#### Problem description:
Tally how many lines of the items below contain the word "Target". Reply with the number alone.

#### Data for processing:
┄┄┄┄┄┄
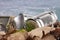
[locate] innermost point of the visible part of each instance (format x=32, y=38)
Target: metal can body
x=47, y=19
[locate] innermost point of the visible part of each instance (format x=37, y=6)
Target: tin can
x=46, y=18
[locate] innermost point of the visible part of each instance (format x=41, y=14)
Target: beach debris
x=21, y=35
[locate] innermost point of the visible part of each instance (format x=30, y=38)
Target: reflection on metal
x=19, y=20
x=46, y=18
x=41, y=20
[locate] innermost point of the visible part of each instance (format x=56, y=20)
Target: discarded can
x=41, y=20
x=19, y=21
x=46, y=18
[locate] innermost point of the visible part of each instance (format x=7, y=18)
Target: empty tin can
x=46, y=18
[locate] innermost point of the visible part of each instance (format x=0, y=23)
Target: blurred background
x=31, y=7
┄┄┄┄┄┄
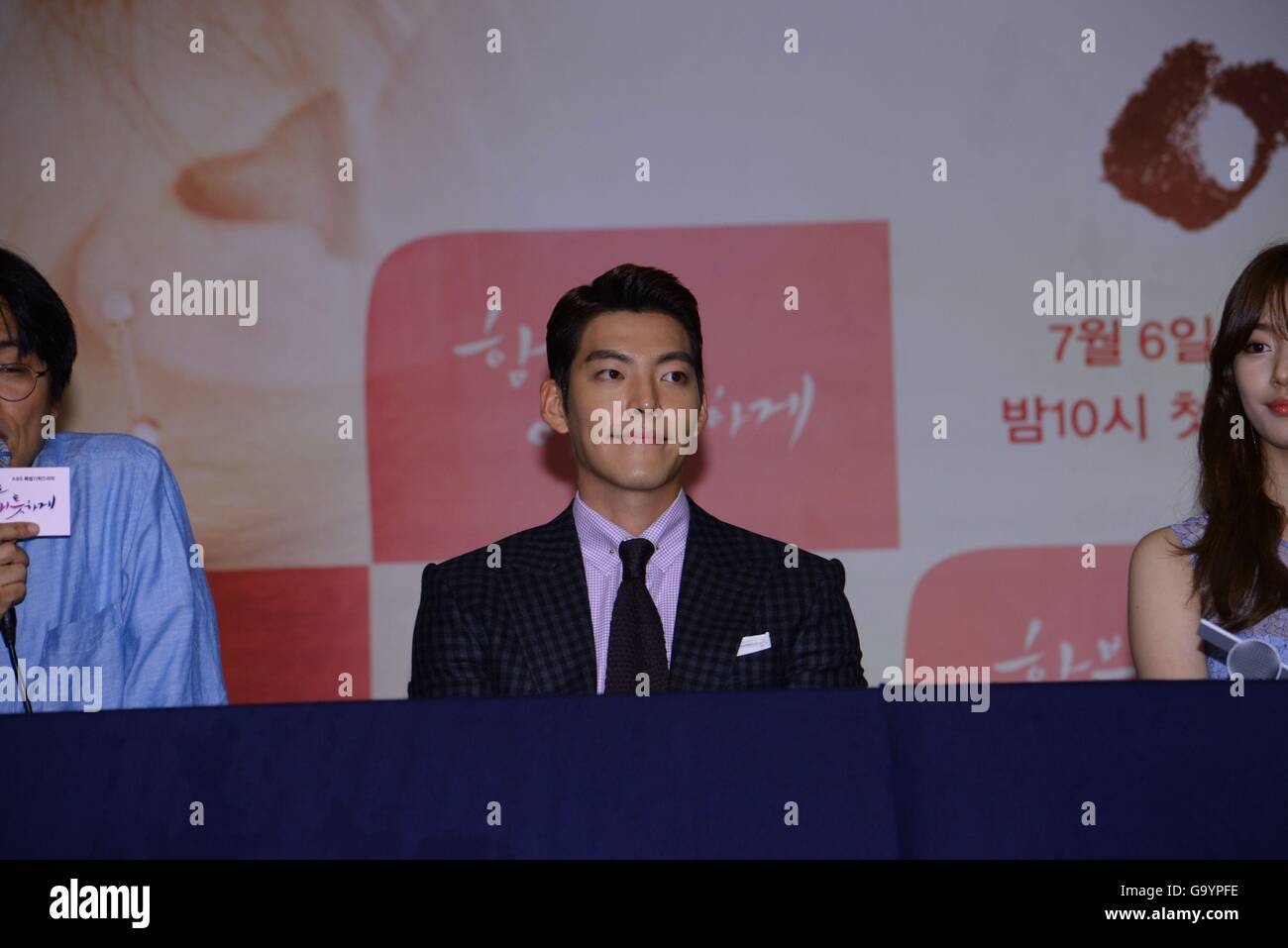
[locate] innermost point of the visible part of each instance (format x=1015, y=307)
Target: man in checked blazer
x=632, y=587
┄┄┄┄┄┄
#### The response:
8